D'après le texte sur le rejet des eaux traitées, qui a pris la décision finale du projet ? Répondez en une phrase, s'il vous plaît.
+++ Texte +++
HOSONO  Bien sûr, nous avions des doutes. C’est pourquoi j’ai toujours insisté sur la nécessité de garantir la sécurité du processus de rejet des eaux traitées et de maintenir une transparence complète à ce sujet. Et le Japon a accordé une grande importance à ce point ces dernières années. Certes, le projet soulève toujours des critiques mais elles sont plus d’ordre politique que scientifique. Il est important, à mon sens, de se défendre contre ces attaques. Sinon la désinformation ne s’arrêtera jamais.

Hosono Gôshi
Hosono Gôshi

C’est le Premier ministre Suga qui a pris la décision finale du projet de rejet des eaux usées, et je n’étais pas là à cette époque. Mais j’ai eu plusieurs occasions de parler avec lui directement du projet d’élimination des eaux, qui pour lui relevait de mon département, depuis l’époque où il était Secrétaire général. Le responsable en charge de l’Agence de l’énergie avait déjà été remplacé trois ou quatre fois au fil des années. Je dis bravo à M. Suga pour avoir pris une décision aussi risquée d’un point de vue politique.
+++ Enregistrements fournis +++
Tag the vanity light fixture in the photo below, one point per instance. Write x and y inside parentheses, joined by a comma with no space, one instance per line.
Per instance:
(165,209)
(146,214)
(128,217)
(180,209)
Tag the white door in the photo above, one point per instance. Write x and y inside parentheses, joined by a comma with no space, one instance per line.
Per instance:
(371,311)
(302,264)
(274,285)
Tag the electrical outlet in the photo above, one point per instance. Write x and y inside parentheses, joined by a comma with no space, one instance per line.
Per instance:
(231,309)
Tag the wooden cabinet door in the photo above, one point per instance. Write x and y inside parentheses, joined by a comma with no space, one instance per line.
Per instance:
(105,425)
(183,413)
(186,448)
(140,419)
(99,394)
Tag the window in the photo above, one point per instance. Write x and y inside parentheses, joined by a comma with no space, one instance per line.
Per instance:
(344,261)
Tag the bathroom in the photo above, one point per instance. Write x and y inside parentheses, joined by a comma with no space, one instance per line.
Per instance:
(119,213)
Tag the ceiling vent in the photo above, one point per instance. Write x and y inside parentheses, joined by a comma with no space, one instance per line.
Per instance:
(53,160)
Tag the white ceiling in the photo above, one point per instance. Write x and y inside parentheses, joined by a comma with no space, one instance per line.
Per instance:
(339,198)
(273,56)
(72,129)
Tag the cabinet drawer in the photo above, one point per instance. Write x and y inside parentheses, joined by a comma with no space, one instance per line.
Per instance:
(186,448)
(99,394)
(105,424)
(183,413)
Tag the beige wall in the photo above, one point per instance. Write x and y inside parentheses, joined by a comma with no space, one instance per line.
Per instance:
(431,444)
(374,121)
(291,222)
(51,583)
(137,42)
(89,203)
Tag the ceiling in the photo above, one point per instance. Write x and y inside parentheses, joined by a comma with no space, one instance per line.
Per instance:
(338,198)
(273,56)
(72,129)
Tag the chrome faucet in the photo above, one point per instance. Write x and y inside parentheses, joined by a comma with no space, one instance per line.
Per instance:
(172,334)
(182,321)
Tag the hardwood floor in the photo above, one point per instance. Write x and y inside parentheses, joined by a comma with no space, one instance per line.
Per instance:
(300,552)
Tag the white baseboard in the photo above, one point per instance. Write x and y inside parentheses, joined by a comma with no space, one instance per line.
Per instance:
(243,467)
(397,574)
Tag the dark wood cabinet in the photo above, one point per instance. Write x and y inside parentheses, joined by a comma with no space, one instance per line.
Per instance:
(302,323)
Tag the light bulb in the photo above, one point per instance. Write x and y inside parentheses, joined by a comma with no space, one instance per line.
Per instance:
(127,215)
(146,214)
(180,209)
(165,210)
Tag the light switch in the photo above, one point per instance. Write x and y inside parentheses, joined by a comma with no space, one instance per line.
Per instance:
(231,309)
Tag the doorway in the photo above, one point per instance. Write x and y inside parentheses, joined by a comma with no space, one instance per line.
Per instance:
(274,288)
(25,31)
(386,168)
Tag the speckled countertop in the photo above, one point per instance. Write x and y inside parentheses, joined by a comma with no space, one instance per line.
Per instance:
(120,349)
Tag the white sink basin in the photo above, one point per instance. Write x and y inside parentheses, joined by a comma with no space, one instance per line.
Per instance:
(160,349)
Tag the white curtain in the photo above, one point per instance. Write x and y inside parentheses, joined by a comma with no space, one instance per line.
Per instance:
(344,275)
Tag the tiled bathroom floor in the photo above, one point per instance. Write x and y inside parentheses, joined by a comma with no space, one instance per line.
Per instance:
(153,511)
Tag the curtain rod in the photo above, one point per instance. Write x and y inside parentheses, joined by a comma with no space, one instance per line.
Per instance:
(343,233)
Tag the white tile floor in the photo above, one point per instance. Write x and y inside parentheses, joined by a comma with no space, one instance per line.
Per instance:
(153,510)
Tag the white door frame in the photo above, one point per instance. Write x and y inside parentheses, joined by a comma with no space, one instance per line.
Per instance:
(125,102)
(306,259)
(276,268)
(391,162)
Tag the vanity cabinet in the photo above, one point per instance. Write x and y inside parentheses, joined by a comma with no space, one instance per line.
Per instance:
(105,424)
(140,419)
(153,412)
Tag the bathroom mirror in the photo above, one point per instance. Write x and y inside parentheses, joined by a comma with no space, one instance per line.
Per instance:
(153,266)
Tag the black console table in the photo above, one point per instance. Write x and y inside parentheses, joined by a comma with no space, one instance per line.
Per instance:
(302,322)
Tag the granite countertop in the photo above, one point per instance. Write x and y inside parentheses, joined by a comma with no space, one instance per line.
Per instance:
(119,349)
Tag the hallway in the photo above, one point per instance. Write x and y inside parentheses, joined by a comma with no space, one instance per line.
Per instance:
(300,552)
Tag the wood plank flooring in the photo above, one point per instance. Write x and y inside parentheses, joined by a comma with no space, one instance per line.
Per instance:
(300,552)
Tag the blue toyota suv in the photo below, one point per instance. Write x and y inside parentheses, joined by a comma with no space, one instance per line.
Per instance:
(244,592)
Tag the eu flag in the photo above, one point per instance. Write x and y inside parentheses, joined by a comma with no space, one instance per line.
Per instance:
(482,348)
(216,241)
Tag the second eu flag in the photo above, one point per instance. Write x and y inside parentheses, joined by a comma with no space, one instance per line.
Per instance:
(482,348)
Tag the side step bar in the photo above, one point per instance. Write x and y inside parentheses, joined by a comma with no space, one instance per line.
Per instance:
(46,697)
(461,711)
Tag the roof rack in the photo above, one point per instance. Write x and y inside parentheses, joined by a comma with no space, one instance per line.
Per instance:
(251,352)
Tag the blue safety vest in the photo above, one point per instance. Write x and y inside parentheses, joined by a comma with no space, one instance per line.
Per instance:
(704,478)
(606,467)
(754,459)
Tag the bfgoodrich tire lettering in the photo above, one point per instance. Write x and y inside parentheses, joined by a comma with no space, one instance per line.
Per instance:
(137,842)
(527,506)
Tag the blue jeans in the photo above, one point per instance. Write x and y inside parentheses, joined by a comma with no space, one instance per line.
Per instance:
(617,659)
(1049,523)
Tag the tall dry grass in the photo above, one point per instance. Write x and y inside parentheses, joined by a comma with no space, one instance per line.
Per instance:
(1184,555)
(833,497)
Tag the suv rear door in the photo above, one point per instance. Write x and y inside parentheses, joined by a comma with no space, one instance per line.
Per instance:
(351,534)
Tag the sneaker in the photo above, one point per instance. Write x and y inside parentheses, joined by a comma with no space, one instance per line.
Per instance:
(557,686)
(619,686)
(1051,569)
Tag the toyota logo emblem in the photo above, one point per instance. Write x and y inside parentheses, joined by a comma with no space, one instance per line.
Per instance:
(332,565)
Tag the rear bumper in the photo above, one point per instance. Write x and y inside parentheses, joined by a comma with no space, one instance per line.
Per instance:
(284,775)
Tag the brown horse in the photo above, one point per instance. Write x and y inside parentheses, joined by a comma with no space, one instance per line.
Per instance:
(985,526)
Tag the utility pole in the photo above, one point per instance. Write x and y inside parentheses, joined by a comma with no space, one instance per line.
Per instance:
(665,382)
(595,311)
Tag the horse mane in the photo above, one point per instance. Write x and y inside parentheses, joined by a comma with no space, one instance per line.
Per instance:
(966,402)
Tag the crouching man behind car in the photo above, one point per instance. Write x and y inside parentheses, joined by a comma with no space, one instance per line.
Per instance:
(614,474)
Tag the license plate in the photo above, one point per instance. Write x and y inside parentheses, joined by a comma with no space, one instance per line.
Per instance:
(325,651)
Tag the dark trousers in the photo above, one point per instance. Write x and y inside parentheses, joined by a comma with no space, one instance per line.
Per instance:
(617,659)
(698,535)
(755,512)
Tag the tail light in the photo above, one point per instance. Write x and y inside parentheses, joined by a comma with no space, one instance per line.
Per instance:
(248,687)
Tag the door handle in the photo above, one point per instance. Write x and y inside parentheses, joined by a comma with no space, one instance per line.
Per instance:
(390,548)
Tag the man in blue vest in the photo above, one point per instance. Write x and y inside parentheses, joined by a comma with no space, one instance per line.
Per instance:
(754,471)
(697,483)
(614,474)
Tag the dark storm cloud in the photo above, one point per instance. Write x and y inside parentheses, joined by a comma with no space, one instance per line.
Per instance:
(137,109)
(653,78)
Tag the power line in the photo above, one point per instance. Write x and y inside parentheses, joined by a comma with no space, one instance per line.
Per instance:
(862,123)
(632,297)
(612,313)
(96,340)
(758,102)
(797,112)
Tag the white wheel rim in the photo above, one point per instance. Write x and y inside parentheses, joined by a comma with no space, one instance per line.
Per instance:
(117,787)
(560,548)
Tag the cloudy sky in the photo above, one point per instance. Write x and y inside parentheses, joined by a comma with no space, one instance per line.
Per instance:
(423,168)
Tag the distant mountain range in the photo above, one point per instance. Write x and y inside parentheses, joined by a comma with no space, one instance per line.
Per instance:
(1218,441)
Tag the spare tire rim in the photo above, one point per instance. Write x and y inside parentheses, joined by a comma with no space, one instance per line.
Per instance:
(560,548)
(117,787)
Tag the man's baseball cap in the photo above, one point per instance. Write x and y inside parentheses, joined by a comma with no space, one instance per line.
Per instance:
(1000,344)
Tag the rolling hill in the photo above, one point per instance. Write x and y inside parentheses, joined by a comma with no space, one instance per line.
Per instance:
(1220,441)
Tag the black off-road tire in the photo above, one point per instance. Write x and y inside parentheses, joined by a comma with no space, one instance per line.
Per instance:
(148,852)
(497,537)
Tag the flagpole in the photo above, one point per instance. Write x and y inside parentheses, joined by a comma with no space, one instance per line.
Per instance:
+++
Corrigé complet:
C'est le Premier ministre Suga qui a pris la décision finale du projet de rejet des eaux usées.